Instruction A -
What subject did Rautert study for her degree, according to the Miriam Rautert biography?
Instruction B -
From the Miriam Rautert biography, put this sentence into Spanish: "She represented Germany at the Miss Universe 2019 pageant."
Instruction C -
Name every city or town mentioned in the Miriam Rautert biography.

Text section -
Miriam Rautert (born 21 March 1996) is a German model and beauty pageant titleholder who was crowned Miss Universe Germany 2019. She represented Germany at the Miss Universe 2019 pageant. In 2021, she became a contestant in Germany's Next Topmodel (season 16).

Personal life
Rautert was born on 21 March 1996 in Port of Spain, Trinidad and Tobago and raised in Hagen, Germany. She has a degree in journalism and corporate communication from a private university in Iserlohn, and moved to Berlin for the sixth semester in 2018. Rautert is the  first Miss Universe Germany of mixed ethnicity.

Pageantry

Miss Universe Germany 2019 
Rautert joined at a major national pageant, this time at the Miss Universe Germany 2019 competition in Berlin on September 1, 2019. She went on to win the competition, beating the runners-up were Christine Annabelle Keller and Alena Krempl. Rautert was crowned by outgoing  Miss Universe Germany 2018 Celine Willers.

Excerpts of annotation data

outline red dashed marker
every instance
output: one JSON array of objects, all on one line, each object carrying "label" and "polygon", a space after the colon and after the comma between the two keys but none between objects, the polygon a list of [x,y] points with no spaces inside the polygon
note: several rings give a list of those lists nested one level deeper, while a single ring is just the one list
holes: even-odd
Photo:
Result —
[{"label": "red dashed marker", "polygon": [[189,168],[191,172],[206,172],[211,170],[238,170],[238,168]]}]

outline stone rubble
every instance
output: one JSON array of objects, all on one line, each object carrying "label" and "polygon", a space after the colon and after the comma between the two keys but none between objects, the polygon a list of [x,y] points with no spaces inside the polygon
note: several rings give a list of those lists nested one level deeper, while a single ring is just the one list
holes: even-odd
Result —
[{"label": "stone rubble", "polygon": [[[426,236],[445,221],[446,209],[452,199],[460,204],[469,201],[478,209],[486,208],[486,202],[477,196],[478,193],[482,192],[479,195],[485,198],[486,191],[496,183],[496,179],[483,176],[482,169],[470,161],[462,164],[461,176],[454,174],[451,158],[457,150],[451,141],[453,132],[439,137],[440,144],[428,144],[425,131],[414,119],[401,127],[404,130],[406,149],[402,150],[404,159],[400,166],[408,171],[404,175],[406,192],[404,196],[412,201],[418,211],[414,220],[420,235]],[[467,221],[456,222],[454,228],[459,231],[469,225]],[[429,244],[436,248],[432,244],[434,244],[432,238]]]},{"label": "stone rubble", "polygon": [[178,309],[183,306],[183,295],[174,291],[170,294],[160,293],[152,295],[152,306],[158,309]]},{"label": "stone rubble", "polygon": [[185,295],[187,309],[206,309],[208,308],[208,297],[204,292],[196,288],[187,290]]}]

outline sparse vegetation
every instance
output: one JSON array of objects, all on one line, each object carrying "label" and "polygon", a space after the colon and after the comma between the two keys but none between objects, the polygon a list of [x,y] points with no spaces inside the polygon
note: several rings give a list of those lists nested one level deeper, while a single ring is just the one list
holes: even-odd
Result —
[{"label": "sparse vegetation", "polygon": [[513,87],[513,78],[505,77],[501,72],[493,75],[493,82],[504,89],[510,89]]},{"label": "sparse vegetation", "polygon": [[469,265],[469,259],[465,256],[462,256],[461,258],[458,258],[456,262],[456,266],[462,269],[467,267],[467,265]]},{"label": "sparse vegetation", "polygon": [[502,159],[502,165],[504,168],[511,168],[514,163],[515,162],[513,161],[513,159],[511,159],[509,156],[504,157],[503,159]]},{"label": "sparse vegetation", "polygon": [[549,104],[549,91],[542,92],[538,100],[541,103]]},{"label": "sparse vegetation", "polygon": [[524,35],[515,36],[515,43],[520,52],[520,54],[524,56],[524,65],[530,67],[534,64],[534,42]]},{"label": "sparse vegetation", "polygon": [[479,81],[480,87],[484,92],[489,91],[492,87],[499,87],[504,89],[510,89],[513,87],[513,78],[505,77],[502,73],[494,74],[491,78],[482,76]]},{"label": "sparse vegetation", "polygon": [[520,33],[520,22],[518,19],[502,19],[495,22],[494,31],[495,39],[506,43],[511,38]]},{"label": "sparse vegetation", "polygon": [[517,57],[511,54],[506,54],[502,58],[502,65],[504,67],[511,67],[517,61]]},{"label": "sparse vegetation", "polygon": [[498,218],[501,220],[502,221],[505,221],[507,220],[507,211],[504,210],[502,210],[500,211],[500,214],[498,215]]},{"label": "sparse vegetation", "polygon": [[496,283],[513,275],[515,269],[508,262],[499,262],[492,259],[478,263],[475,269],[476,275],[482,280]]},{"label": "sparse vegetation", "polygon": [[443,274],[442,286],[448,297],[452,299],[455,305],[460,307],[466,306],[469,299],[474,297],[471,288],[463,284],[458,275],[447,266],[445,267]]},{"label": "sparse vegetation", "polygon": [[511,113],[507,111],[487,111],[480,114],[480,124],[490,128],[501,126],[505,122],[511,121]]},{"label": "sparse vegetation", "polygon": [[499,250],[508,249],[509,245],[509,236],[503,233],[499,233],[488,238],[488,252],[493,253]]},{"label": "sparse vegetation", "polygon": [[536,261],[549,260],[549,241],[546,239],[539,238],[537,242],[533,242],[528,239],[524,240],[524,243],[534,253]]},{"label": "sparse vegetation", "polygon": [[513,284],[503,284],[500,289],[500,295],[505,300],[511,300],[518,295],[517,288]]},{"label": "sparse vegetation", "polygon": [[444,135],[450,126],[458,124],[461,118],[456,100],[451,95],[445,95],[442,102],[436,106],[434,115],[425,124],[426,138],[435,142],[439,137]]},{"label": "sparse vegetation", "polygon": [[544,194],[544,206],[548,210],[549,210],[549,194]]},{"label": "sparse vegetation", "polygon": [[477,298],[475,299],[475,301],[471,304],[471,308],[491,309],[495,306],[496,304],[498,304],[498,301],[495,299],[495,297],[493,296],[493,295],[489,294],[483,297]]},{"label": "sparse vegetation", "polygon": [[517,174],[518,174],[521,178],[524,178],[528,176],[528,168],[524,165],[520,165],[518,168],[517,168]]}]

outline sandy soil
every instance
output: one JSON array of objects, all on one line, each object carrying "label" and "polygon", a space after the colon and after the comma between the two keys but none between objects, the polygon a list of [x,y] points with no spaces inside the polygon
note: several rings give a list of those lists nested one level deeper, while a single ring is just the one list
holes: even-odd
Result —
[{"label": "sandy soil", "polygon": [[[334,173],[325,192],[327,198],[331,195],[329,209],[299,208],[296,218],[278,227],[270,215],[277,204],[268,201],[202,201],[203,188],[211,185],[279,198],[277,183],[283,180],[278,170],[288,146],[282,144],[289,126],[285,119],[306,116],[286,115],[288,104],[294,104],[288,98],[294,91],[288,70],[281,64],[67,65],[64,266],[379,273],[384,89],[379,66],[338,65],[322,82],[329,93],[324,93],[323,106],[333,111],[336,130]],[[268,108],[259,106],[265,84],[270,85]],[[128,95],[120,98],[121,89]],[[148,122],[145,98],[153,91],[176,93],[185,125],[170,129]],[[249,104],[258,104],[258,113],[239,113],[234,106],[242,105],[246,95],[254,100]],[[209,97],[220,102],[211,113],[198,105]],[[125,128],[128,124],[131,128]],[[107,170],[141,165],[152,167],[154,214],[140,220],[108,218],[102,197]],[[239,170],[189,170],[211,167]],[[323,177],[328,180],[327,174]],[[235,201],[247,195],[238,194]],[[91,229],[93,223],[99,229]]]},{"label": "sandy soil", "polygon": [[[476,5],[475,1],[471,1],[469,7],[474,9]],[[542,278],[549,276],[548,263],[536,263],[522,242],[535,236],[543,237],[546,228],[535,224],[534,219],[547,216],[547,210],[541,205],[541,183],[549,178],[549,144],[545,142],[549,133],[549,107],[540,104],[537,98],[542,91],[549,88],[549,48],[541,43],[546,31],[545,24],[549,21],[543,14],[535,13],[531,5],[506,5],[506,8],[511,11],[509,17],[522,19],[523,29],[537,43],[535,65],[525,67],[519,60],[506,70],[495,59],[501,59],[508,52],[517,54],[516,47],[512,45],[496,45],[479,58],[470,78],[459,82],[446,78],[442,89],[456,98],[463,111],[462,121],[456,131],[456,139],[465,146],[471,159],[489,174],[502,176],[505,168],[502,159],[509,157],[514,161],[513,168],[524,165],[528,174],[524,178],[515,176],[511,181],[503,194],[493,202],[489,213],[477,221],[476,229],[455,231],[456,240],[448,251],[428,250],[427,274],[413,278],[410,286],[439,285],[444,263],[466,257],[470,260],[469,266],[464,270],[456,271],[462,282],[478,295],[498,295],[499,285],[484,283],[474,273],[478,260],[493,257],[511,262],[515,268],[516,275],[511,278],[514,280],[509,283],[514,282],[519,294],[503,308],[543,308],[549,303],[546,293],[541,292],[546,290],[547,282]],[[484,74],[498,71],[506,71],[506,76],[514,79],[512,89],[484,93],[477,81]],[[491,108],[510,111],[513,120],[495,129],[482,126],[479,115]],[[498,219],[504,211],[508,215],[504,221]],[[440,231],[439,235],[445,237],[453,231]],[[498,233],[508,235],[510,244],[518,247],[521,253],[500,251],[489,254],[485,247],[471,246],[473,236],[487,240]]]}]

Full output A -
Journalism and corporate communication.

Full output B -
Representó a Alemania en el certamen Miss Universo 2019.

Full output C -
Port of Spain, Hagen, Iserlohn, Berlin